## Work instruction 1
List every college or university named in the higher education news briefs.
## Work instruction 2
From the higher education news briefs, copy the passage word for word, starting at "Higher Education Quick" and stopping after "exceeding its authority.".
## Work instruction 3
According to the higher education news briefs, why did the Sage Colleges drop the SAT or ACT requirement for undergraduate admissions?

::: Extract provided :::

Faculty members at the University of Louisville on Thursday subdued a graduate student who took out a loaded gun during a meeting, apparently planning to kill herself, the Associated Press reported. Faculty members jumped on the student when she took out the gun and said, "Well I guess this is it." There were no injuries.
Higher Education Quick Takes
Westwood College Online has stopped enrolling new students in Wisconsin amid a dispute with the state board that regulates for-profit colleges in the state, The Wisconsin State Journal reported. While Westwood is complying at least for now with a demand by the state board that it stop operations in the state, the college maintains that the board is exceeding its authority.
The faculty of the Sage Colleges voted last week to end the requirement of the SAT or ACT for undergraduate admissions at Russell Sage College and the Sage College of Albany. Terry Weiner, Sage’s provost, said in a statement that the colleges have found high school grades and class rank to be the best ways to predict college success. Weiner added: "In this time of economic distress students should not have to choose between expensive cram courses or tutoring for these tests, or worry about losing ground in the competition for college admission."
Virginia Wesleyan College, meanwhile, announced that it was going test-optional for all prospective freshmen with a grade-point average of 3.5 in a college preparatory curriculum.

::: Dataset :::

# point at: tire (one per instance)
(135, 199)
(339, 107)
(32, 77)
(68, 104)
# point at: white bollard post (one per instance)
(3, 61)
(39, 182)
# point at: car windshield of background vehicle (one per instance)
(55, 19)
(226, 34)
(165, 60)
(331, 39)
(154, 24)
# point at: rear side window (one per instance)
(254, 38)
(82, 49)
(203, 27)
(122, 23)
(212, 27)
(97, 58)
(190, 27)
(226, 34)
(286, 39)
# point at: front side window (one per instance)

:::

## Written answer 1
University of Louisville
Westwood College Online
the Sage Colleges
Russell Sage College
Sage College of Albany
Virginia Wesleyan College

## Written answer 2
Higher Education Quick Takes
Westwood College Online has stopped enrolling new students in Wisconsin amid a dispute with the state board that regulates for-profit colleges in the state, The Wisconsin State Journal reported. While Westwood is complying at least for now with a demand by the state board that it stop operations in the state, the college maintains that the board is exceeding its authority.

## Written answer 3
The colleges found that high school grades and class rank are the best ways to predict college success. The provost also said that in a time of economic distress, students should not have to choose between expensive cram courses or tutoring for these tests, or worry about losing ground in the competition for admission.